* Instructions for the task
Lay out everything in the items below, from the line containing "for small potted" down to the line containing "[0,2,79,521]", both included, as a JSON list of strings with one string per line. Leave out any blank lines.

#### Given records ####

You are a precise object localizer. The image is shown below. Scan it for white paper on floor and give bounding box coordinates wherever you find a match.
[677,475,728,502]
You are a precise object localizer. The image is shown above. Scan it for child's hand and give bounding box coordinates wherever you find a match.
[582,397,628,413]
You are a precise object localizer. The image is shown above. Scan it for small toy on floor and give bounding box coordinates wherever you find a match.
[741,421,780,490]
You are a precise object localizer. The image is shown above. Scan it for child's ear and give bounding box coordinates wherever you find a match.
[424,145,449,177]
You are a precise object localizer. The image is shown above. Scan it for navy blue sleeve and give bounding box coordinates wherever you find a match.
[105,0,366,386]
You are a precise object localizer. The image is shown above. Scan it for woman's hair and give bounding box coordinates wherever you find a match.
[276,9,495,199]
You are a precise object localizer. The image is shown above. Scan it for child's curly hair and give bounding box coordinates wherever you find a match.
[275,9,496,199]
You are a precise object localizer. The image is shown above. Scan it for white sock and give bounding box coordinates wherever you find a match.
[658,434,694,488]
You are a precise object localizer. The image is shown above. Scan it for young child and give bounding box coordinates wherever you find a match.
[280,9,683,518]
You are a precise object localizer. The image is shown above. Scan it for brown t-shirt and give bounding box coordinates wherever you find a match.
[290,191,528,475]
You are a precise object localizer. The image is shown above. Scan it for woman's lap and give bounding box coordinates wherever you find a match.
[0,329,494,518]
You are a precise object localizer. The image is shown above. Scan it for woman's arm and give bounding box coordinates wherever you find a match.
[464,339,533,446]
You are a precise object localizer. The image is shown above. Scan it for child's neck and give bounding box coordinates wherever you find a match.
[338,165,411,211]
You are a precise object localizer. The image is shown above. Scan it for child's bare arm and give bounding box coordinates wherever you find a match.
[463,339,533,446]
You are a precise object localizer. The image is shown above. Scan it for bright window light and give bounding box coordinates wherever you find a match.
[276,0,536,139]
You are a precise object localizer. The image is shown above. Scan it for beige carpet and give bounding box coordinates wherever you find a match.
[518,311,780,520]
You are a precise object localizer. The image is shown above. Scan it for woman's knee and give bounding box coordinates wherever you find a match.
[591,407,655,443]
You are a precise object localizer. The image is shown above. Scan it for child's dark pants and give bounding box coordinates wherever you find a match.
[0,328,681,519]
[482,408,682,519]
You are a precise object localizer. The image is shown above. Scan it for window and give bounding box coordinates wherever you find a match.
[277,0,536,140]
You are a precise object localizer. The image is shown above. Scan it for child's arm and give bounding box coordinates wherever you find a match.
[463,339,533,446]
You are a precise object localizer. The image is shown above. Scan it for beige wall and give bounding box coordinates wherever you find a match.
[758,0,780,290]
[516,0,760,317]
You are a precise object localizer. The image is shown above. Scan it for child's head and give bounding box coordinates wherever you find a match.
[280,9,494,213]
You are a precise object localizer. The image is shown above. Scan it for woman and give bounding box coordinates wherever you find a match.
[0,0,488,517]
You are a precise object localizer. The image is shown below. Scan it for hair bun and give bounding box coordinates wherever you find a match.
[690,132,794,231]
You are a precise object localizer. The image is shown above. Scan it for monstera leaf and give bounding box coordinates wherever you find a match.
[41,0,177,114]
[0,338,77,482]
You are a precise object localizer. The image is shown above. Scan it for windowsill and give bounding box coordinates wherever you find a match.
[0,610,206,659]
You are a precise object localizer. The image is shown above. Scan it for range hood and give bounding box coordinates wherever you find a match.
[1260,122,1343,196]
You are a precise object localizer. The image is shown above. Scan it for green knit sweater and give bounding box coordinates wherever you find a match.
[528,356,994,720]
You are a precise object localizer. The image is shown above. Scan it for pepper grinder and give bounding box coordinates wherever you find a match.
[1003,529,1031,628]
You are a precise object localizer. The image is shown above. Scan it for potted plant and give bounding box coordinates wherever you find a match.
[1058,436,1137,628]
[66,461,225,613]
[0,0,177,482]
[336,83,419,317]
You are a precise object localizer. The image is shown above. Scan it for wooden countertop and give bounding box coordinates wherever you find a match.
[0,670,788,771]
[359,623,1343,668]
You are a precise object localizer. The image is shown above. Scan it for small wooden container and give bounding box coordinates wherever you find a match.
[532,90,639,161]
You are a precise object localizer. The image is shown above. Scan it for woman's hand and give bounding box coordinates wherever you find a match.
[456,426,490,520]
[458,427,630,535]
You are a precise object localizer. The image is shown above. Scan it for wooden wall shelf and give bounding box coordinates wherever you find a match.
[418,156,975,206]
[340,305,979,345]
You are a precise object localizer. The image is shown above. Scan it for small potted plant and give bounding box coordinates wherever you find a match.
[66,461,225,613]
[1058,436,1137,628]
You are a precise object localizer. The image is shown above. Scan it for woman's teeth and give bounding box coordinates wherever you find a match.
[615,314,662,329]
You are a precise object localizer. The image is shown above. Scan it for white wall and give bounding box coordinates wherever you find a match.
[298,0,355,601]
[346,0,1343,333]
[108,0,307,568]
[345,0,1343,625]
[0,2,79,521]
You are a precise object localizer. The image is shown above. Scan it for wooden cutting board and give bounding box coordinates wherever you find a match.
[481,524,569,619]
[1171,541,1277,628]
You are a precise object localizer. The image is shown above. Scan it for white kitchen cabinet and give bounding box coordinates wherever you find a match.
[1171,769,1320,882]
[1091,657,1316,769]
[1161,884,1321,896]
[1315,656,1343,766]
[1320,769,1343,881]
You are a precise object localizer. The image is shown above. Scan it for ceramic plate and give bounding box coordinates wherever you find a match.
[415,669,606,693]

####

* Expected output
[
  "You are a precise object localizer. The image is shown above. Scan it for small potted plant and give bounding box coordinates wherever you find a match.",
  "[66,461,225,613]",
  "[1058,436,1137,628]",
  "You are a precise object localizer. The image is shown above. Scan it for woman's teeth and give bounding box coordinates wherever you find a match.",
  "[615,314,662,329]",
  "You are a precise object localizer. The image is shown above. Scan it for white wall and give bounding box coordinates wherever you find a match.",
  "[298,0,355,601]",
  "[346,0,1343,333]",
  "[108,0,307,568]",
  "[345,0,1343,625]",
  "[0,2,79,521]"
]